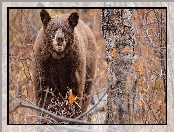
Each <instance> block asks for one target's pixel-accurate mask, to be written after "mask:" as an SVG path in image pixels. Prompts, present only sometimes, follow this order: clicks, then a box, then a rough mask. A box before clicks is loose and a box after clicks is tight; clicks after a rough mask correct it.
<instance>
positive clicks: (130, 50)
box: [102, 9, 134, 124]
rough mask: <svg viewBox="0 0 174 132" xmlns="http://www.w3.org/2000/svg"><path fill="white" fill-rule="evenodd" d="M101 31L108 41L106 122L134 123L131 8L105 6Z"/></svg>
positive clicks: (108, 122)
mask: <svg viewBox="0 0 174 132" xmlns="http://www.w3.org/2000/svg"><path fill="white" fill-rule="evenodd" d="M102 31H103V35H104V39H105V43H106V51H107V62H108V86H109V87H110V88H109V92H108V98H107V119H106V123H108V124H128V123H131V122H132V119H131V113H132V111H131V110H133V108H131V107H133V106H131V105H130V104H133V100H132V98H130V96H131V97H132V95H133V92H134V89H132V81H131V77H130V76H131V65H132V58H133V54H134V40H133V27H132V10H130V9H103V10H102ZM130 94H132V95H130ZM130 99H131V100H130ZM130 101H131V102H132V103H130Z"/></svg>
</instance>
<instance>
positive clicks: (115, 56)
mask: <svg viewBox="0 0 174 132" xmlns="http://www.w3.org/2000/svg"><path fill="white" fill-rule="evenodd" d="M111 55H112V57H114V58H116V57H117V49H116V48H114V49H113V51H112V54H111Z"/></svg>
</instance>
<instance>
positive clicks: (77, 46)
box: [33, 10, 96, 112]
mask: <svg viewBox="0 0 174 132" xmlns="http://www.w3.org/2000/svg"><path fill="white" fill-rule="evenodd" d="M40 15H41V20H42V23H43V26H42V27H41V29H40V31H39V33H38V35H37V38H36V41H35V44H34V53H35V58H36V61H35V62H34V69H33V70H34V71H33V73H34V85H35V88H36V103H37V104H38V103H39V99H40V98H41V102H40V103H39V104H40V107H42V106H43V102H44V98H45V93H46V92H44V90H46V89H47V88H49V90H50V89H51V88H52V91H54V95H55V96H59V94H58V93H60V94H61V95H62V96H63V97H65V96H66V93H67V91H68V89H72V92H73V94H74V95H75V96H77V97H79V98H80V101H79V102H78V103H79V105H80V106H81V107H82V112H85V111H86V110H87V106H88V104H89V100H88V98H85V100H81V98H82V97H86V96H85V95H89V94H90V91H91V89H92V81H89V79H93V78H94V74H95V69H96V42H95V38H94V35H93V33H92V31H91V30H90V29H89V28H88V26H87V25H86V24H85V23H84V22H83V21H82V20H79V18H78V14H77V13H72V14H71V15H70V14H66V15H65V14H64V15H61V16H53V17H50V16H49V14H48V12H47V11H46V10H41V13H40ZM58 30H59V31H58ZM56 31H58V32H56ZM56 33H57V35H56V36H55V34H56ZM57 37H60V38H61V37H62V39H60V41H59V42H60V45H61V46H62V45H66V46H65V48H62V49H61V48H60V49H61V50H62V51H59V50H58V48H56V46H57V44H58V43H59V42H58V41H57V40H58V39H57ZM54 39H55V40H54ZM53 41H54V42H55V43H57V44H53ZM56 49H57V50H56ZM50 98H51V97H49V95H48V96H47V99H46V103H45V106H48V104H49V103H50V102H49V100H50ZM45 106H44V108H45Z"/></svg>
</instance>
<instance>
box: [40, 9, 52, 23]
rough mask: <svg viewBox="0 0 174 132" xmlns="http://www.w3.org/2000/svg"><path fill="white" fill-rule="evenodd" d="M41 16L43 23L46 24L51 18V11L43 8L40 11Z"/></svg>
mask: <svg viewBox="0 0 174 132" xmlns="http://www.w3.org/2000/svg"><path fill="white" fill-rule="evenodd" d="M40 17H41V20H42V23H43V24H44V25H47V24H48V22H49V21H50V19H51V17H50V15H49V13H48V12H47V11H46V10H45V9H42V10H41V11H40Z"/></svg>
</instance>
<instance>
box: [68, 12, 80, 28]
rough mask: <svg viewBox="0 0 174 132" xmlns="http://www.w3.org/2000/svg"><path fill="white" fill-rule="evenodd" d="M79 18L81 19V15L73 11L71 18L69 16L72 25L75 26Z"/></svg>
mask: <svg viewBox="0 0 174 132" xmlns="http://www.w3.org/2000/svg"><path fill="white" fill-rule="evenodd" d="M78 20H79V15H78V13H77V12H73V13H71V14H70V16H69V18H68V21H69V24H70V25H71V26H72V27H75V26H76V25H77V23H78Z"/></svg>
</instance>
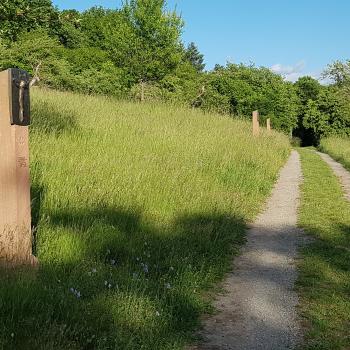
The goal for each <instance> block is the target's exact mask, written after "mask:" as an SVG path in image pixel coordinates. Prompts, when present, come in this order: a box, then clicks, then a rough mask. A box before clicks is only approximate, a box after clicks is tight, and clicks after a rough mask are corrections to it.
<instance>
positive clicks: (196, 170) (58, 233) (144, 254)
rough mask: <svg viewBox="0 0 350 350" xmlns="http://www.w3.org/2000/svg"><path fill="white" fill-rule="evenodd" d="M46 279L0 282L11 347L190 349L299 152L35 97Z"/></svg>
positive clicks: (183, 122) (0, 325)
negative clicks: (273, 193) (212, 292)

= = = =

== Task details ==
Report each line in the listing above that contains the word "positive", copying every such line in full.

== Expected answer ==
positive clicks: (130, 50)
positive clicks: (108, 122)
positive clicks: (115, 56)
positive clicks: (77, 46)
positive clicks: (196, 170) (58, 233) (144, 254)
positive clicks: (183, 122) (0, 325)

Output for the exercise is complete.